Aim → Copy out the records from the line containing "the side mirror" through the end of the records, requests included. Lower every coordinate in the answers by 50.

Records of labeled points →
##########
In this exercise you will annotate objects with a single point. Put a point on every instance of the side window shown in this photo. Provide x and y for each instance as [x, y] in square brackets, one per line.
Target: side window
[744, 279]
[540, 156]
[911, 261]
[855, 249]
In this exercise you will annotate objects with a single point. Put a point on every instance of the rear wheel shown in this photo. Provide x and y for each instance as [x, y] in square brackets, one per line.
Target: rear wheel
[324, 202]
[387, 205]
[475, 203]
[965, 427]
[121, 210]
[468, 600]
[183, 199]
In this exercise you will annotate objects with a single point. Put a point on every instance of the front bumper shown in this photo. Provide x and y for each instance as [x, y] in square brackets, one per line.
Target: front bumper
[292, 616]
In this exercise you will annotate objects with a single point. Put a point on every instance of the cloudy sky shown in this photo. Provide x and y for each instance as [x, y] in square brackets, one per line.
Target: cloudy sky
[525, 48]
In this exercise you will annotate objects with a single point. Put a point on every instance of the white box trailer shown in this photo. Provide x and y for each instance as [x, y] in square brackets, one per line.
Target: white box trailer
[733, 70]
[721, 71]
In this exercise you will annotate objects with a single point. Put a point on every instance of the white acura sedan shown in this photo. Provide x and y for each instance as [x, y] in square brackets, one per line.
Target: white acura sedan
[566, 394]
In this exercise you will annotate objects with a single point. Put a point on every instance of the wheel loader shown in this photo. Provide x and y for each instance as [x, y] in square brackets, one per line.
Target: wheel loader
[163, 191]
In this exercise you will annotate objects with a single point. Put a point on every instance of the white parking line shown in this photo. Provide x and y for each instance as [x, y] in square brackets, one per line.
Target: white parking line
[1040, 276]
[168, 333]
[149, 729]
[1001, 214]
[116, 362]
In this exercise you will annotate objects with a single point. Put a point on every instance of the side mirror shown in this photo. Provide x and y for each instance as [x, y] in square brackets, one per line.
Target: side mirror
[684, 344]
##########
Exercise solution →
In this exercise you will annotate objects with a single point. Put a point on every instance of the side mirror shown in this photo. Provide x and y for each instance as [x, y] in square brackets, one per line.
Target: side mirror
[634, 294]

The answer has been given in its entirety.